-- START OF Supplied text --
If you haven't decided on a system yet, Axis cameras are the the top cameras in the world. Some of the others mentioned are really good cameras and you would be fine with them so I am not bashing anyone. But truly Axis is a giant leap in front of the others in terms of technology and many of their cameras come with a 3 year warranty. That tells you a lot.

I can point you to a distributor who can take you list of needs, budget, etc. and suggest a solution. And if you want some general advice I am happy to help.

They are competitively priced with the other high end PTZ cameras.

I don't remember why you mentioned megapixel cameras but that is WAY overkill for watching a factory. Camera manufacturers advertise being HD etc. but that is only helpful if you actually need HD quality and have the ability to transmit it and store it. HD video creates GIANT files. You don't even really need 720 so save your money on not overbuying cameras and charge more for your time.


----------



## Wpgshocker (Jan 25, 2013)
-- END OF Supplied text --
▶ _Set of tasks_
1. In the camera thread, what warranty comes with many Axis cameras?
2. Continue the camera thread from its last line.
-- START OF Data rows --
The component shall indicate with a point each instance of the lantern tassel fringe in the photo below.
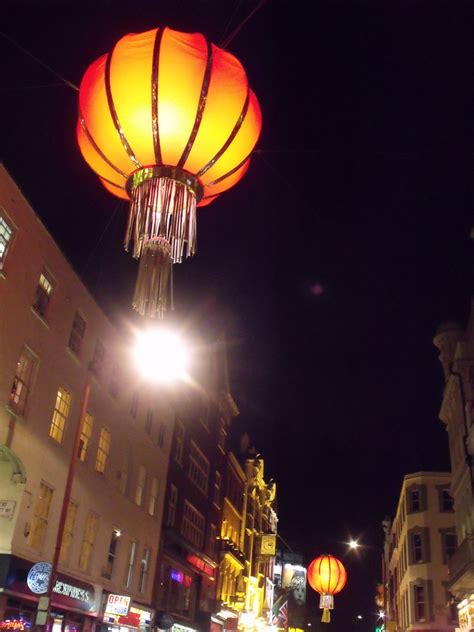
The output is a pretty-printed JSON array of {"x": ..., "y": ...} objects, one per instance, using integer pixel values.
[
  {"x": 162, "y": 207},
  {"x": 154, "y": 275}
]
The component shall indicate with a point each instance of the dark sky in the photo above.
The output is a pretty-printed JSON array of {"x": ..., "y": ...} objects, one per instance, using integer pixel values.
[{"x": 331, "y": 263}]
-- END OF Data rows --
▶ _Per-task answers_
1. A 3 year warranty.

2.
GPM said:


> If you haven't decided on a system yet, Axis cameras are the the top cameras in the world. Some of the others mentioned are really good cameras and you would be fine with them so I am not bashing anyone. But truly Axis is a giant leap in front of the others in terms of technology and many of their cameras come with a 3 year warranty. That tells you a lot.
> 
> I can point you to a distributor who can take you list of needs, budget, etc. and suggest a solution. And if you want some general advice I am happy to help.
> 
> ...


Axis have superior backend capabilities, networking etc...
As a camera they are good, but certainly not the best. Axis uses the same ccd and CMOS sensors that everyone else does. 
They use decent lenses but but a little research will reveal a lack of true IR corrective lenses and proper camera configurations for real security applications. 
There is nothing wrong with axis, they are just not the best. They are preferred by IT because they are network first, camera second. Every brand has strengths and weaknesses. 

If you want the best image quality, there are certainly better brands. 


Remember, most companies don't make 3/4 of what's inside the camera. 
Imaging sensors are made by 3-4 companies, Axis is not one of them. Most lenses come from 3-4 companies, again, axis isn't one. That said, axis has good warranty and service. 

Most systems I deploy are at least 1.3 MP. They are cost effective and are not storage hogs.

Software is far more important these days as the camera differences are so minute. Find something easy to use.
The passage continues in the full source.